Point-per-instance localization data
────────────────────────────────────────
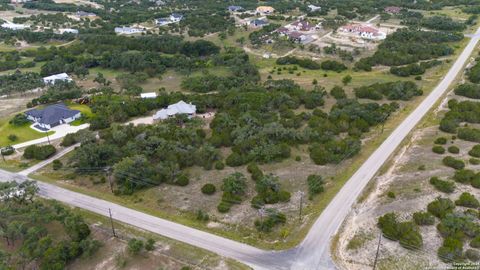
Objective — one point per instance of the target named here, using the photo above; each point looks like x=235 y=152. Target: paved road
x=313 y=252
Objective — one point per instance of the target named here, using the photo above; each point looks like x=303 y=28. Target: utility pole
x=301 y=206
x=378 y=250
x=111 y=221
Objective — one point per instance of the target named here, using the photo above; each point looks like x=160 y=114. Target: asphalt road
x=314 y=251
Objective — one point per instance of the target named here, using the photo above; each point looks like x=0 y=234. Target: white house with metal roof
x=50 y=80
x=180 y=107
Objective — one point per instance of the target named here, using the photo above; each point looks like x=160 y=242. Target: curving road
x=314 y=251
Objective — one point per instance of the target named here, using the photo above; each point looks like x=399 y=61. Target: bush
x=475 y=151
x=68 y=140
x=440 y=140
x=12 y=137
x=453 y=149
x=6 y=151
x=150 y=245
x=39 y=152
x=135 y=246
x=219 y=165
x=57 y=164
x=453 y=163
x=315 y=185
x=440 y=207
x=208 y=189
x=182 y=180
x=442 y=185
x=475 y=243
x=472 y=255
x=438 y=149
x=467 y=200
x=423 y=218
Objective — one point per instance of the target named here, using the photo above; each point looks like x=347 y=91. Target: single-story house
x=50 y=80
x=265 y=10
x=300 y=26
x=69 y=30
x=314 y=8
x=176 y=17
x=14 y=26
x=148 y=95
x=52 y=116
x=180 y=107
x=128 y=30
x=85 y=14
x=235 y=8
x=393 y=10
x=364 y=31
x=258 y=23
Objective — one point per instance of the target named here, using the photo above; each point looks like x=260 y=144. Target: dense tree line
x=26 y=230
x=407 y=46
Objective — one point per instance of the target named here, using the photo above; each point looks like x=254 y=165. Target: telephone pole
x=111 y=222
x=378 y=250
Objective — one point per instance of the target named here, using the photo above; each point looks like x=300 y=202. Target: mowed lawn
x=24 y=133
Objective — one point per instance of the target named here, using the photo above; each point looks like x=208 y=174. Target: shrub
x=472 y=255
x=464 y=176
x=57 y=164
x=208 y=189
x=440 y=140
x=438 y=149
x=12 y=137
x=475 y=151
x=39 y=152
x=467 y=200
x=454 y=149
x=442 y=185
x=150 y=245
x=475 y=242
x=315 y=185
x=219 y=165
x=6 y=151
x=182 y=180
x=69 y=139
x=453 y=163
x=135 y=246
x=440 y=207
x=423 y=218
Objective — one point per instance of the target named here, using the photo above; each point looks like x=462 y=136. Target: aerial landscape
x=183 y=134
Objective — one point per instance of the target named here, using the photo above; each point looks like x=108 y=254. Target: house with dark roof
x=52 y=116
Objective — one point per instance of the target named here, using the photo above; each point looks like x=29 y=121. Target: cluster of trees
x=463 y=111
x=407 y=46
x=27 y=235
x=19 y=82
x=414 y=69
x=399 y=90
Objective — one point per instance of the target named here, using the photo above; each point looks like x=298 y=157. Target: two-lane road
x=314 y=251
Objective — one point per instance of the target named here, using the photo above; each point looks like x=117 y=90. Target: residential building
x=128 y=30
x=50 y=80
x=176 y=17
x=85 y=14
x=300 y=26
x=314 y=8
x=148 y=95
x=265 y=10
x=393 y=10
x=14 y=26
x=364 y=31
x=258 y=23
x=52 y=116
x=178 y=108
x=69 y=30
x=235 y=8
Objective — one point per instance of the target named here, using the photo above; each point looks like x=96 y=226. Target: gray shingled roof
x=52 y=114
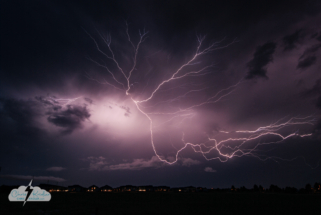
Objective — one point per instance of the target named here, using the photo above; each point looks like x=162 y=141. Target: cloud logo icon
x=30 y=194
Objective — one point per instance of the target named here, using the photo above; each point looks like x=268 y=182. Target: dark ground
x=167 y=203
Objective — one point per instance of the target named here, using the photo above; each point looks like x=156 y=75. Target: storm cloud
x=261 y=58
x=308 y=58
x=70 y=118
x=290 y=41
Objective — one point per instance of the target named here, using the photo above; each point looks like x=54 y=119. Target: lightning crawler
x=232 y=144
x=29 y=191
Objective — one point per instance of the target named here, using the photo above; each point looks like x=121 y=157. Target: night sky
x=218 y=93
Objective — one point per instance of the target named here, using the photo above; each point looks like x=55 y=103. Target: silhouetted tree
x=274 y=188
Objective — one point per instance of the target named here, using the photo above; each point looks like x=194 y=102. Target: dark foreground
x=167 y=203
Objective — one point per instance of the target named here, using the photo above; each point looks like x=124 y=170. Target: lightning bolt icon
x=28 y=189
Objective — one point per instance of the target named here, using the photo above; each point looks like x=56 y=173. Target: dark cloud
x=127 y=109
x=307 y=62
x=318 y=103
x=290 y=41
x=69 y=119
x=20 y=116
x=308 y=58
x=90 y=101
x=315 y=90
x=262 y=56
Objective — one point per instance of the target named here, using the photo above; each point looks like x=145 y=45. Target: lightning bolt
x=225 y=149
x=29 y=191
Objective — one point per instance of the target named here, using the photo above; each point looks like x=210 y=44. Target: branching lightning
x=224 y=149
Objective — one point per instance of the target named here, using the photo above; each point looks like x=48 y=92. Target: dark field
x=167 y=203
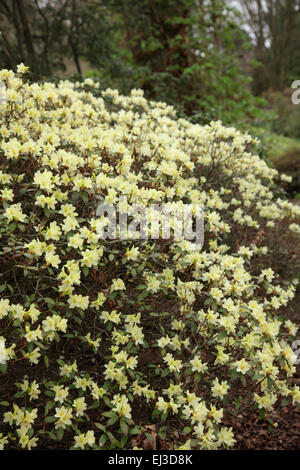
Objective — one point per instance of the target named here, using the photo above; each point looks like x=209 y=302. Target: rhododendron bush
x=103 y=338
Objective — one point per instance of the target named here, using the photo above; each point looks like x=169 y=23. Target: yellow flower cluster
x=133 y=325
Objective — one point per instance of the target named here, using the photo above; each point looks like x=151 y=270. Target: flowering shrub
x=104 y=337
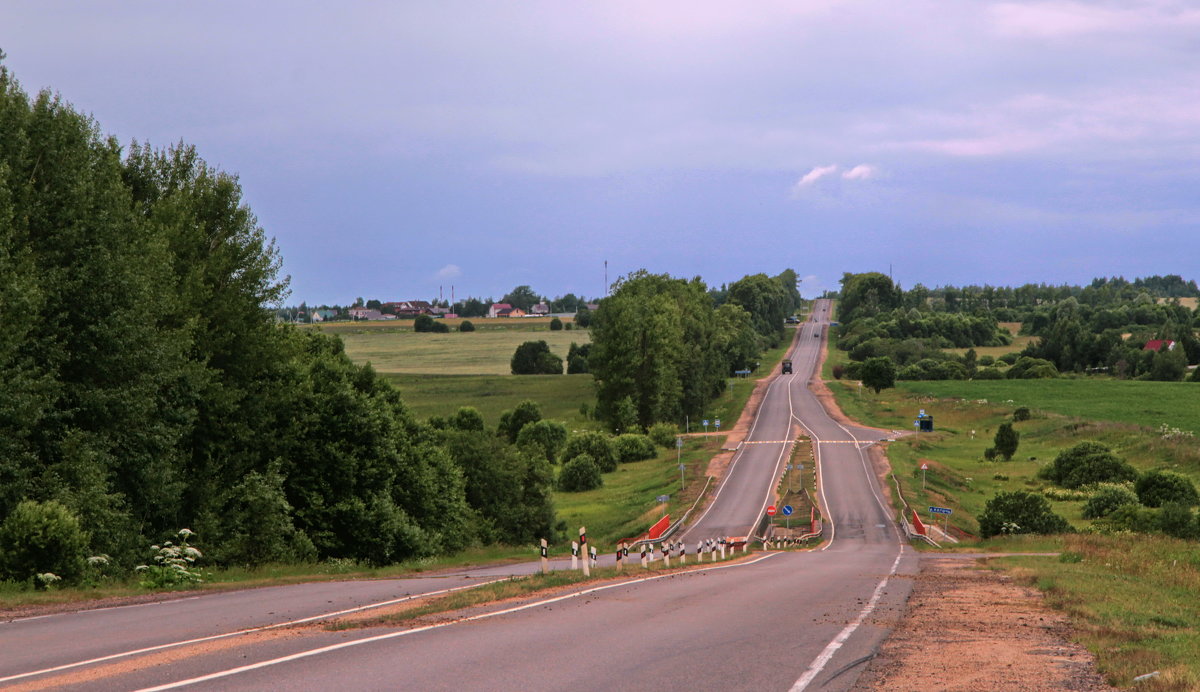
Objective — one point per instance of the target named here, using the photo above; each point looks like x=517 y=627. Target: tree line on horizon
x=1102 y=328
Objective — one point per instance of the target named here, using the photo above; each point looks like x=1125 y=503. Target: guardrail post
x=583 y=545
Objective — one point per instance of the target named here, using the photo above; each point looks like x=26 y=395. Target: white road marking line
x=427 y=627
x=832 y=648
x=237 y=633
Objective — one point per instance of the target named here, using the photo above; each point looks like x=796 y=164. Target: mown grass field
x=561 y=397
x=485 y=351
x=1141 y=403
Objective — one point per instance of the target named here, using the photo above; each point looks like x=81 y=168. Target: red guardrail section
x=660 y=527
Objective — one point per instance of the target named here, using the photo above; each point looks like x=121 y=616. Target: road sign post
x=583 y=545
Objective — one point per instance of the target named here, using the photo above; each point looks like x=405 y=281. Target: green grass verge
x=627 y=504
x=1132 y=597
x=1133 y=602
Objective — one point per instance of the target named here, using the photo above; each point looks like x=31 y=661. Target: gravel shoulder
x=970 y=627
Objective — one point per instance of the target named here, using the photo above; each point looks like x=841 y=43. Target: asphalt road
x=784 y=620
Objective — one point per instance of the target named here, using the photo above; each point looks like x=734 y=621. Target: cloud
x=862 y=172
x=816 y=174
x=449 y=271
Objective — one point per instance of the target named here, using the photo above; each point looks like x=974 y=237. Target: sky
x=395 y=150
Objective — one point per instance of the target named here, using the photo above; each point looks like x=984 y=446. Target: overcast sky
x=395 y=148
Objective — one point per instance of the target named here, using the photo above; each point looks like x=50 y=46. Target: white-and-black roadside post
x=583 y=546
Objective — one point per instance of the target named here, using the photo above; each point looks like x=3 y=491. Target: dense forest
x=1101 y=329
x=149 y=386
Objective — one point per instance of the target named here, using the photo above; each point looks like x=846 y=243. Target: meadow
x=396 y=349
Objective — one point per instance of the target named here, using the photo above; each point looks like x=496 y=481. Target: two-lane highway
x=802 y=620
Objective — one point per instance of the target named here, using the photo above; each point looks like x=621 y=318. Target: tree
x=597 y=445
x=513 y=422
x=580 y=474
x=1157 y=488
x=40 y=537
x=879 y=373
x=867 y=295
x=1006 y=440
x=1087 y=463
x=1019 y=512
x=546 y=437
x=533 y=357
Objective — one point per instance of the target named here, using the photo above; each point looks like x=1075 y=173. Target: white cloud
x=816 y=174
x=862 y=172
x=449 y=271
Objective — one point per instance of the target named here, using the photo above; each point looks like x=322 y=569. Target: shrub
────────────────────────────────────────
EXERCISE BRIEF: Write out exactly those lines running from the line with "white-and-black roadside post" to the end of the data above, the first and last included.

PROBLEM SOLUTION:
Objective — one point per instance of the target named here, using the photo above; each point looks like x=50 y=46. Target: white-and-black roadside post
x=583 y=546
Objective — one point per instance of the target named here, using the photo above; each point looks like x=3 y=491. Target: dense forest
x=1101 y=329
x=149 y=386
Objective — one point per instance of the target named here, using the photo above; each point looks like x=846 y=243. Target: meadow
x=396 y=349
Objective — one point per instance of the target named here, using the photo above; each point looks like x=496 y=481. Target: two-lane highway
x=802 y=620
Objective — one point per instance of the target named here, using the photo above; each point looks like x=621 y=318. Target: tree
x=597 y=445
x=513 y=422
x=580 y=474
x=1157 y=488
x=40 y=537
x=879 y=373
x=867 y=295
x=1006 y=440
x=1087 y=463
x=1019 y=512
x=546 y=437
x=533 y=357
Objective — one point per instance of the target named here, using the photo above; each point looks like x=1075 y=173. Target: white cloud
x=816 y=174
x=862 y=172
x=449 y=271
Objective — one point per instance of the target named here, using the photo above; each point looks like x=322 y=569. Target: shrub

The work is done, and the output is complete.